(Collected data entries)
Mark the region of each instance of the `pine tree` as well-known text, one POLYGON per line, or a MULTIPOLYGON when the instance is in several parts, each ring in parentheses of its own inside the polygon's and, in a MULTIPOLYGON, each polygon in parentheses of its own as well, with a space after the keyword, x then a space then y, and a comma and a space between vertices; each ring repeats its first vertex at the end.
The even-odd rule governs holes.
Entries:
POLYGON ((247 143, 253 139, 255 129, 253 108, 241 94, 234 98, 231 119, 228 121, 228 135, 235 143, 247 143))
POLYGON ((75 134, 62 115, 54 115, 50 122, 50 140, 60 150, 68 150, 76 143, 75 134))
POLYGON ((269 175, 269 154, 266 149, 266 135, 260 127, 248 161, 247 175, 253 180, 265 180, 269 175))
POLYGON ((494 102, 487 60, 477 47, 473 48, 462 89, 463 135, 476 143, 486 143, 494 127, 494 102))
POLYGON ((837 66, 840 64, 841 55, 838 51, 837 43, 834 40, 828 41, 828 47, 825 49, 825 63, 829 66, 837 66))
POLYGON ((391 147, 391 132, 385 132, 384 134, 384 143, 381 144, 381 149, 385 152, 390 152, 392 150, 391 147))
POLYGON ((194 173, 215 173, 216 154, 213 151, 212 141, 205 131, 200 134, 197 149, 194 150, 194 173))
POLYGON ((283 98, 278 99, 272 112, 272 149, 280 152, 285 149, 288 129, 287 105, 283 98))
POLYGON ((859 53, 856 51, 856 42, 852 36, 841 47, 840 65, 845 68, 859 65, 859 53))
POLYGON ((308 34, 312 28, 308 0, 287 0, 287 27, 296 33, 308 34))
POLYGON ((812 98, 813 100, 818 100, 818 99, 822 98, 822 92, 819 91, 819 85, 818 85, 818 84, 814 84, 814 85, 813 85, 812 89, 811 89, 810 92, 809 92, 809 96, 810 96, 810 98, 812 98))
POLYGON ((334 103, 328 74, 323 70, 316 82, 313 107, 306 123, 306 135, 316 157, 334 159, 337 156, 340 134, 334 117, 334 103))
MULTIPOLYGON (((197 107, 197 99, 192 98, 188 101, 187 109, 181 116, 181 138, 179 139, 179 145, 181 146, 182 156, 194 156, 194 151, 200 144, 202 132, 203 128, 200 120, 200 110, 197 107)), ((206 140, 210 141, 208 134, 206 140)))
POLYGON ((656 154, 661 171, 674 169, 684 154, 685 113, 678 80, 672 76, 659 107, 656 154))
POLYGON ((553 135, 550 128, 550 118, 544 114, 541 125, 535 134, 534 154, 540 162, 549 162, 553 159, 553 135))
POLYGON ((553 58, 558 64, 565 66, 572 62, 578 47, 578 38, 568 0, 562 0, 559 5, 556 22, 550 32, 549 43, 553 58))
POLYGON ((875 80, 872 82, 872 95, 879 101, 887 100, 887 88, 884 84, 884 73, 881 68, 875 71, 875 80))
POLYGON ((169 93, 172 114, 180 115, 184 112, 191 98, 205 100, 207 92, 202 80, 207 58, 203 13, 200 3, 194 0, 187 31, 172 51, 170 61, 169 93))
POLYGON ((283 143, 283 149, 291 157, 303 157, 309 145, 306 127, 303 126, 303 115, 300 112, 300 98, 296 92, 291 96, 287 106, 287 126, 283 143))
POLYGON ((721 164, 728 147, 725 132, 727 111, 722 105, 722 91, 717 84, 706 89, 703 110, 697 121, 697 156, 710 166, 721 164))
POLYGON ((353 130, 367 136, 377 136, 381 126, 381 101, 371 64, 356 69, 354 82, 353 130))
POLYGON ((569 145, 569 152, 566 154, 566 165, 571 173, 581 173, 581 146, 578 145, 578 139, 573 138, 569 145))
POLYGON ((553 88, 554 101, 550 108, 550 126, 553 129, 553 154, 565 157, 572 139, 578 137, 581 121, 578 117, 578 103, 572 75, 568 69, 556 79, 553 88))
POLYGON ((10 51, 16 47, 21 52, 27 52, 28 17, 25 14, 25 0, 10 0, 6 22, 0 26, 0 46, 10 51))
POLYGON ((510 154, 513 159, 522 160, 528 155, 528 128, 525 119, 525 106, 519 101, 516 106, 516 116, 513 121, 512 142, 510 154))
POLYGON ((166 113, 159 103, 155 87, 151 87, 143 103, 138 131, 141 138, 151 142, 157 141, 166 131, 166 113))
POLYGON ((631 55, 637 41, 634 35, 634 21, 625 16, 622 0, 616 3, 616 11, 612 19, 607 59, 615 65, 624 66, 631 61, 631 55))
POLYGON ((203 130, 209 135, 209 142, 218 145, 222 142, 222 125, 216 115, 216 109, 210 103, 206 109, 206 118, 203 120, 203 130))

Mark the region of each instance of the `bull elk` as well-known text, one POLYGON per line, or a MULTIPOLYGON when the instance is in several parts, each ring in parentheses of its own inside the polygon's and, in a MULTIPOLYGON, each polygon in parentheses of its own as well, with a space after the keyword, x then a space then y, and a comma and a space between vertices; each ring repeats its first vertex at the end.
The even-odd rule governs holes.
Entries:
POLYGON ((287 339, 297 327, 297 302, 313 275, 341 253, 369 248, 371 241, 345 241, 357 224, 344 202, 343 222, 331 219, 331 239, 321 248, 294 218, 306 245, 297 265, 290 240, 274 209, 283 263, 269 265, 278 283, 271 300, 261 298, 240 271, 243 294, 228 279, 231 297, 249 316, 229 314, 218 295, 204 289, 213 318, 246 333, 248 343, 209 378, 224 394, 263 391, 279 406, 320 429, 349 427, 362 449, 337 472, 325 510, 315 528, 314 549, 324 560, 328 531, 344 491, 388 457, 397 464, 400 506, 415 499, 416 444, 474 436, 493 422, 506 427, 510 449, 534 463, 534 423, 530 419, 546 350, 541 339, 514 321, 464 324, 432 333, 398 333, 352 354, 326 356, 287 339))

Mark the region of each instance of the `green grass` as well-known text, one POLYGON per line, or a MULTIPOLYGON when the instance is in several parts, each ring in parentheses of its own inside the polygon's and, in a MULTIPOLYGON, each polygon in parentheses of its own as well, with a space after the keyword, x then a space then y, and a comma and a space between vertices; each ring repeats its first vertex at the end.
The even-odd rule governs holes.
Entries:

§ **How to complete this task**
Retype the data. Every line must match the original exactly.

§ **Completed exercise**
Mark the region of each instance of the `pine tree` as well-known text, one POLYGON per line, or a MULTIPOLYGON when the instance is in several parts, each ring in parentheses of its own inside the polygon's and, in a MULTIPOLYGON, each polygon in parentheses of its own as well, with a space after the keyword, x then a space then y, and a comma and a space between vertices; each ring repeats its first vertex at the end.
The even-odd rule governs holes.
Entries:
POLYGON ((247 143, 253 139, 255 129, 253 108, 241 94, 234 98, 231 119, 228 121, 228 135, 235 143, 247 143))
POLYGON ((75 134, 62 115, 54 115, 50 122, 50 140, 60 150, 68 150, 76 143, 75 134))
POLYGON ((269 175, 269 154, 266 149, 266 135, 260 127, 248 161, 247 175, 253 180, 265 180, 269 175))
POLYGON ((494 102, 487 60, 477 47, 473 48, 462 89, 463 135, 476 143, 486 143, 494 127, 494 102))
POLYGON ((837 66, 840 64, 841 55, 838 51, 837 43, 834 40, 828 41, 828 47, 825 49, 825 63, 829 66, 837 66))
POLYGON ((391 147, 391 132, 385 132, 384 134, 384 143, 381 144, 381 149, 385 152, 390 152, 392 150, 391 147))
POLYGON ((194 173, 215 173, 216 154, 213 151, 212 141, 205 131, 200 134, 197 149, 194 150, 194 173))
POLYGON ((283 98, 278 99, 272 112, 272 149, 280 152, 285 149, 288 129, 287 105, 283 98))
POLYGON ((859 53, 856 51, 856 42, 852 36, 841 47, 840 65, 845 68, 859 65, 859 53))
POLYGON ((308 34, 312 28, 308 0, 287 0, 287 27, 296 33, 308 34))
POLYGON ((812 98, 813 100, 818 100, 818 99, 822 98, 822 92, 819 91, 819 85, 818 85, 818 84, 814 84, 814 85, 813 85, 812 89, 811 89, 810 92, 809 92, 809 96, 810 96, 810 98, 812 98))
POLYGON ((334 103, 328 74, 323 70, 316 82, 313 107, 306 123, 306 135, 316 157, 334 159, 337 156, 340 134, 334 117, 334 103))
MULTIPOLYGON (((197 107, 197 99, 192 98, 188 101, 187 109, 181 116, 181 138, 179 139, 179 145, 181 146, 182 156, 194 156, 194 151, 200 144, 202 132, 203 128, 200 120, 200 110, 197 107)), ((206 140, 210 141, 208 134, 206 140)))
POLYGON ((656 154, 661 171, 674 169, 684 154, 685 113, 678 80, 672 76, 659 107, 656 154))
POLYGON ((553 135, 550 128, 550 118, 544 114, 541 125, 535 134, 534 154, 540 162, 549 162, 553 159, 553 135))
POLYGON ((553 58, 558 64, 565 66, 572 62, 578 47, 578 38, 568 0, 562 0, 559 5, 556 22, 550 32, 549 43, 553 58))
POLYGON ((875 80, 872 82, 872 95, 879 101, 887 100, 887 88, 884 84, 884 73, 881 68, 875 71, 875 80))
POLYGON ((169 93, 172 114, 180 115, 184 112, 191 98, 205 100, 207 92, 202 80, 207 58, 203 13, 200 3, 194 0, 187 31, 172 51, 170 61, 169 93))
POLYGON ((283 143, 283 149, 291 157, 303 157, 309 145, 306 127, 303 126, 303 115, 300 112, 300 98, 296 92, 291 96, 287 106, 287 126, 283 143))
POLYGON ((721 164, 728 147, 725 132, 727 111, 722 105, 722 91, 717 84, 706 89, 703 110, 697 121, 697 156, 710 166, 721 164))
POLYGON ((353 130, 367 136, 377 136, 381 126, 381 101, 371 64, 356 69, 354 82, 353 130))
POLYGON ((569 145, 569 152, 566 154, 566 165, 571 173, 581 173, 581 146, 578 145, 578 139, 573 138, 569 145))
POLYGON ((553 88, 554 101, 550 108, 550 126, 553 129, 553 154, 565 157, 572 139, 578 137, 581 121, 578 117, 578 103, 572 75, 568 69, 556 79, 553 88))
POLYGON ((10 51, 16 47, 21 52, 27 52, 28 17, 25 14, 25 0, 10 0, 6 22, 0 26, 0 46, 10 51))
POLYGON ((510 154, 513 159, 522 160, 528 155, 528 128, 525 119, 525 106, 519 101, 516 106, 516 116, 513 121, 512 142, 510 154))
POLYGON ((166 113, 159 103, 155 87, 151 87, 143 103, 138 131, 141 138, 151 142, 157 141, 166 131, 166 113))
POLYGON ((631 55, 637 41, 634 35, 634 21, 625 16, 622 0, 616 3, 616 11, 612 19, 607 59, 615 65, 624 66, 631 61, 631 55))
POLYGON ((203 130, 209 135, 209 142, 218 145, 222 142, 222 125, 216 115, 216 109, 210 103, 206 109, 206 118, 203 120, 203 130))

Mark the region of each instance of the `bull elk` as well-known text, one POLYGON per line, or a MULTIPOLYGON when the instance is in several parts, each ring in parentheses of its own inside the polygon's and, in a MULTIPOLYGON, each polygon in parentheses of its own as well, with a space after the keyword, x then a space then y, and a comma and a space between vertices; each ring repeats its first vertex at the end.
The even-odd rule governs holes.
Entries:
POLYGON ((287 339, 297 327, 297 302, 313 275, 341 253, 369 248, 371 241, 345 241, 357 224, 344 202, 343 222, 331 219, 331 239, 321 248, 294 218, 306 245, 297 265, 290 240, 274 209, 283 263, 269 265, 278 283, 271 300, 261 298, 240 271, 243 294, 228 279, 231 297, 249 316, 229 314, 218 295, 204 289, 213 318, 246 333, 248 343, 209 378, 224 394, 263 391, 279 406, 320 429, 349 427, 362 449, 337 472, 325 510, 315 528, 314 549, 324 560, 328 531, 344 491, 388 457, 397 464, 400 506, 415 499, 416 444, 474 436, 493 422, 506 427, 510 449, 534 463, 534 423, 530 419, 546 350, 541 339, 514 321, 464 324, 432 333, 398 333, 352 354, 326 356, 287 339))

Mark the region of each instance of the `green grass` as well-known text, one POLYGON per line, or a MULTIPOLYGON when the instance is in several parts, each ring in parentheses of its own inside the polygon's and, in a MULTIPOLYGON, each polygon in parentheses of its own as well, with a space after the keyword, x then a space then y, and a comma and a space between vertices; each ring repeats its first vertex at the end.
The even-odd rule governs holes.
Entries:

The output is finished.